[Point placement records]
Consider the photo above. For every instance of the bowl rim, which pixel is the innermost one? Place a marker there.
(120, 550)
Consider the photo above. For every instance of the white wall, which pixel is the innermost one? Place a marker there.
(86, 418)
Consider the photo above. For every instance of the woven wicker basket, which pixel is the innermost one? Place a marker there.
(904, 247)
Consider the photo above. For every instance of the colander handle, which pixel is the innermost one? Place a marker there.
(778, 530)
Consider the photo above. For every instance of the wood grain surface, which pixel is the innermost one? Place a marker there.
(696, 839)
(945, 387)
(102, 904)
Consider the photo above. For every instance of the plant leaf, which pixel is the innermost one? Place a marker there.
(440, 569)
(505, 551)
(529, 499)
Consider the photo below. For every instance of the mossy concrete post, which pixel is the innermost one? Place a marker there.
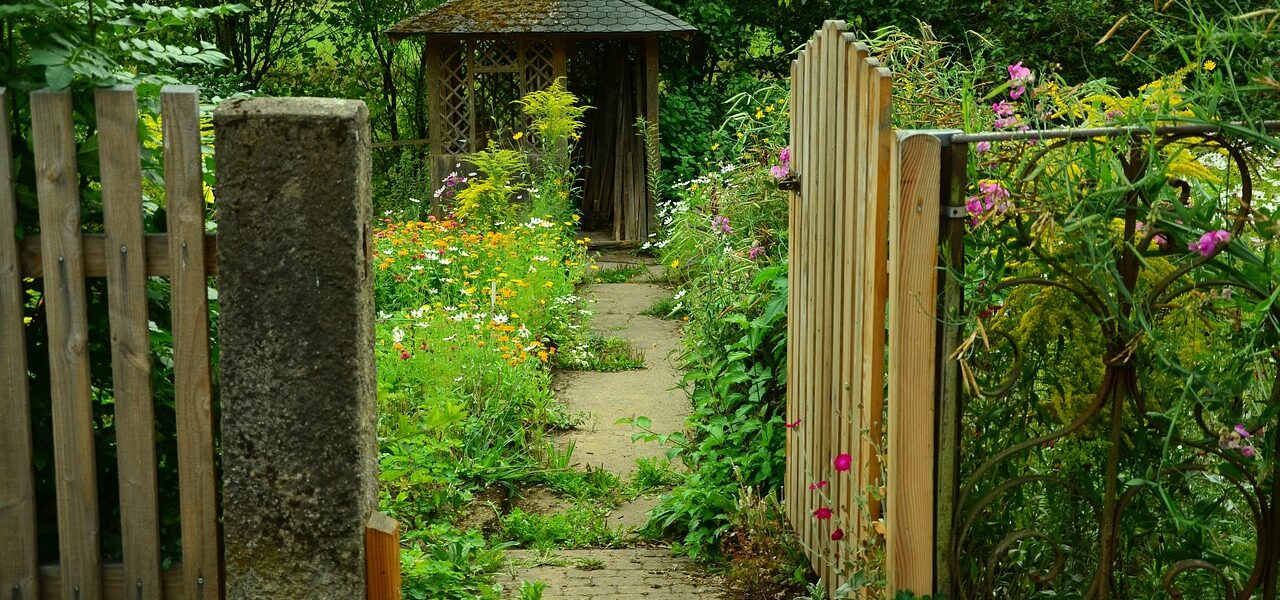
(297, 347)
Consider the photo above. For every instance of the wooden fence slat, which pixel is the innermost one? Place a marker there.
(789, 475)
(56, 186)
(882, 131)
(382, 558)
(113, 582)
(810, 198)
(131, 347)
(17, 485)
(913, 325)
(179, 109)
(94, 246)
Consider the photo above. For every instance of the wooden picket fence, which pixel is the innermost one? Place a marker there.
(64, 256)
(863, 253)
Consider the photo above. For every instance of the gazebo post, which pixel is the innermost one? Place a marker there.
(650, 77)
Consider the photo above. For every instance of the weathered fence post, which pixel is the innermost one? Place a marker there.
(297, 335)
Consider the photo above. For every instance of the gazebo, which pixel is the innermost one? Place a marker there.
(483, 55)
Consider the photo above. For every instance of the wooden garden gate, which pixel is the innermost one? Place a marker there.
(67, 253)
(863, 253)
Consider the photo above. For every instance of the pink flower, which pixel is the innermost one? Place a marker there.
(721, 221)
(1019, 76)
(1208, 242)
(1005, 122)
(844, 461)
(1019, 73)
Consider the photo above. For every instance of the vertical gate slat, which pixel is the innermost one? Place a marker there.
(915, 181)
(789, 476)
(840, 276)
(192, 385)
(810, 198)
(17, 486)
(822, 257)
(131, 348)
(877, 276)
(865, 224)
(56, 184)
(850, 369)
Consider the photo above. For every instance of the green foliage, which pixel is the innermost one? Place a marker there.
(488, 201)
(581, 526)
(442, 563)
(618, 274)
(101, 42)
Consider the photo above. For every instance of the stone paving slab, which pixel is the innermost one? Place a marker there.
(649, 573)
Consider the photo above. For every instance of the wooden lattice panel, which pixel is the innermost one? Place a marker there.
(539, 65)
(494, 54)
(455, 105)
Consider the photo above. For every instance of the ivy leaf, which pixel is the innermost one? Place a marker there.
(59, 77)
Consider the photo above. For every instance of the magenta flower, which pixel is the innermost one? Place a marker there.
(1019, 73)
(1005, 122)
(844, 462)
(1210, 241)
(721, 223)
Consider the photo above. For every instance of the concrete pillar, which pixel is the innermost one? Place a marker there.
(297, 347)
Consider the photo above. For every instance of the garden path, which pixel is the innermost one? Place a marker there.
(600, 442)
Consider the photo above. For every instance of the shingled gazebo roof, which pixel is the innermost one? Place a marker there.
(547, 17)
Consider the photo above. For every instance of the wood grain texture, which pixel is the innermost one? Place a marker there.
(912, 328)
(58, 189)
(17, 486)
(119, 155)
(94, 246)
(382, 558)
(190, 301)
(113, 582)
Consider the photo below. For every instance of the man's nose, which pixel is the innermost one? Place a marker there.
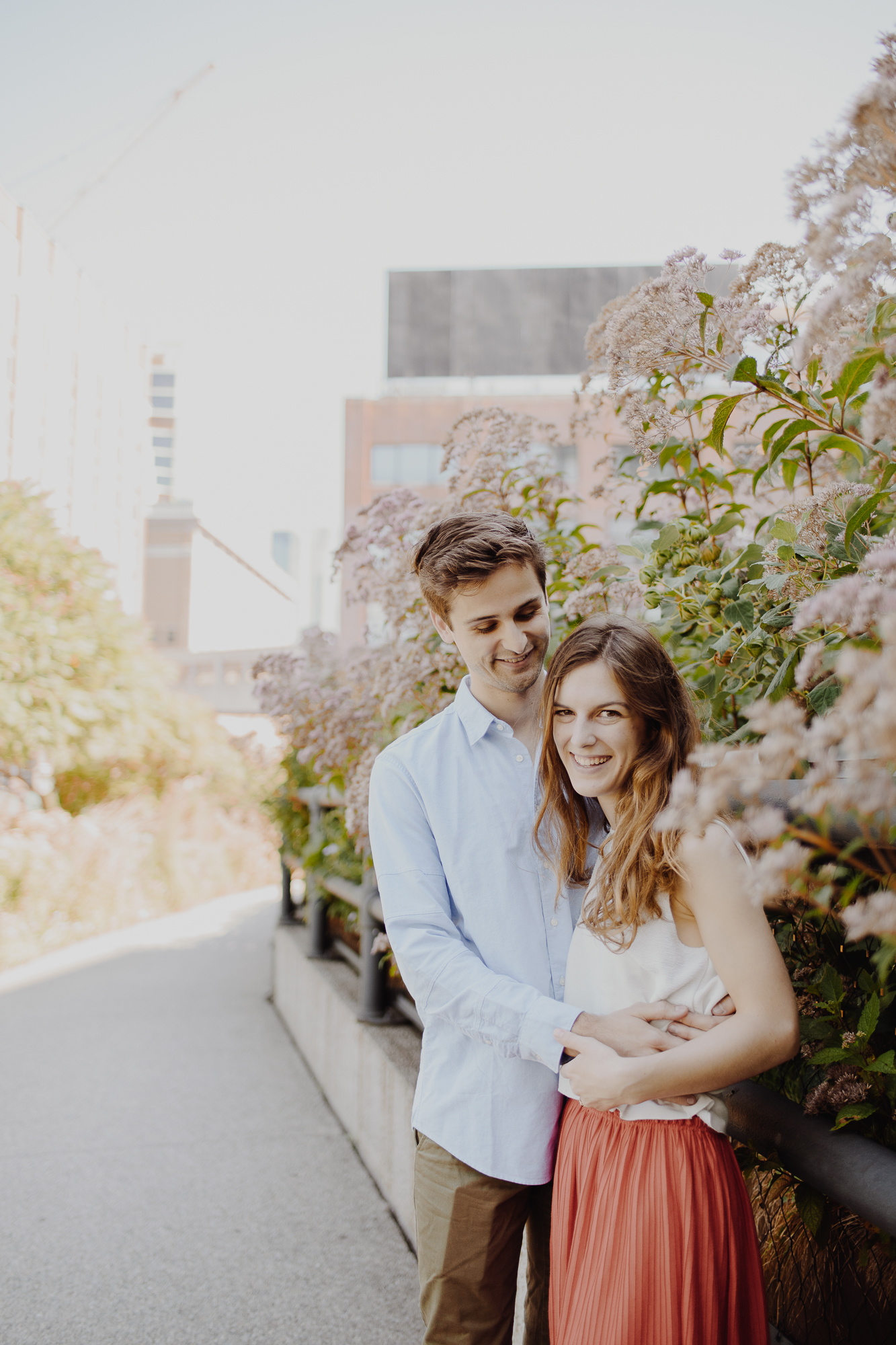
(514, 640)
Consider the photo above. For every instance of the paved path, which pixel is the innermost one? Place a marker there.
(170, 1174)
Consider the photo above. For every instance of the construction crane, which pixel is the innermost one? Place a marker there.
(170, 104)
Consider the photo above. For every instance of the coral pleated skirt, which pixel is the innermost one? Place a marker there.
(651, 1237)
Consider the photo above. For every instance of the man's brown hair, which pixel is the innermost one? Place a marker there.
(467, 549)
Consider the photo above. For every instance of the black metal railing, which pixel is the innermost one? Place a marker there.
(378, 1004)
(834, 1286)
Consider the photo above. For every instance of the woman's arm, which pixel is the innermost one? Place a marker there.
(764, 1031)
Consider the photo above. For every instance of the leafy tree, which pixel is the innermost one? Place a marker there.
(80, 687)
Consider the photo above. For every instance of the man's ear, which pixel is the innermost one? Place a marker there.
(446, 634)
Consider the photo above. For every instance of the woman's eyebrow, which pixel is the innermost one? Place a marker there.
(606, 705)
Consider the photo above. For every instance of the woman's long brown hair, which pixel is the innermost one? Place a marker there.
(641, 863)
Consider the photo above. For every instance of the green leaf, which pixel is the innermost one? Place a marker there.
(721, 418)
(853, 1112)
(869, 1016)
(770, 434)
(862, 514)
(787, 436)
(740, 613)
(810, 1206)
(830, 1056)
(744, 371)
(747, 558)
(856, 373)
(823, 696)
(778, 618)
(783, 679)
(783, 531)
(830, 988)
(883, 1066)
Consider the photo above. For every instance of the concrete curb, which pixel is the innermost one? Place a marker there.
(179, 930)
(366, 1074)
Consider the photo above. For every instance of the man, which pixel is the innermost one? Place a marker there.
(481, 937)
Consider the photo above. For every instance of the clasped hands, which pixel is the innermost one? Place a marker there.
(602, 1046)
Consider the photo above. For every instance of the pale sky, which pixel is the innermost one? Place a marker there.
(334, 142)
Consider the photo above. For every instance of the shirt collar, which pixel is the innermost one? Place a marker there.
(474, 716)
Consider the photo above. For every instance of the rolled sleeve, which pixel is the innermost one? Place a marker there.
(537, 1039)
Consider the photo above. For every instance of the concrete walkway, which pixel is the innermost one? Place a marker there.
(170, 1174)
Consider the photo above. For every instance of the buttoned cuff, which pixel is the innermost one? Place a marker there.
(537, 1039)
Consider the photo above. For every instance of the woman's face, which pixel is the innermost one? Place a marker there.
(596, 735)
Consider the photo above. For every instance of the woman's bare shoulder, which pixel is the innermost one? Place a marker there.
(716, 847)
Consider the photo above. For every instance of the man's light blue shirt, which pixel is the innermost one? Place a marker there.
(479, 937)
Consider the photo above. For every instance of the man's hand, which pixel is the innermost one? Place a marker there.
(628, 1031)
(693, 1024)
(598, 1075)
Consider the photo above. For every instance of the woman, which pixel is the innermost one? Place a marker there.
(653, 1239)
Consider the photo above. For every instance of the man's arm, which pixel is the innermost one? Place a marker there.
(444, 976)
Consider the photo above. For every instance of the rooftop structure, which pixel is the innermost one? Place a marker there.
(487, 323)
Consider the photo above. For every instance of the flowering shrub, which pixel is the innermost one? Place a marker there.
(760, 412)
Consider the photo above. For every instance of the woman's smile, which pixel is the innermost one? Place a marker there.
(589, 763)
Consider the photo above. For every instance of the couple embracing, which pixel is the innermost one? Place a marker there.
(537, 918)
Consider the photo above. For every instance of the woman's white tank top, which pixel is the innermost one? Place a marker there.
(655, 966)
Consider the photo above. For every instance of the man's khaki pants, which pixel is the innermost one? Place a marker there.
(469, 1241)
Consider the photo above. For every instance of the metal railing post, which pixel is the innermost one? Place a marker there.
(319, 942)
(374, 980)
(287, 905)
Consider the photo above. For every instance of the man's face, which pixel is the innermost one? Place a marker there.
(501, 629)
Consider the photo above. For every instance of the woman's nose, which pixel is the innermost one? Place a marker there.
(583, 736)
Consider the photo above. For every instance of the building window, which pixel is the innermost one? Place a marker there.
(407, 465)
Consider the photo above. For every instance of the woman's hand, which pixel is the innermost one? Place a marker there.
(598, 1075)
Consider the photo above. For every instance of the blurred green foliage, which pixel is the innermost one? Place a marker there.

--- INSTRUCTIONS TO FOLLOW ---
Copy the stretch of records from the line containing "Consider the photo above. For every instance of the woman's bare" through the line containing "(653, 1239)", replacing "innermost" with "most central" and changing nothing else.

--- RESULT OF THE EXERCISE ---
Consider the photo above. For every instance of the woman's bare shoulder, which pixel is the most central one? Place a marker there.
(716, 847)
Consider the photo above. For every instance of the man's light blue shirt, which pixel is the most central one? Place a marker there.
(479, 937)
Consider the photo above. For every instance of the man's hand, which pixel is the most central one? Place a marker there.
(628, 1031)
(693, 1024)
(598, 1075)
Consider the photo above. For every instance of the woman, which pixel is the most central one? Place a marker there.
(653, 1239)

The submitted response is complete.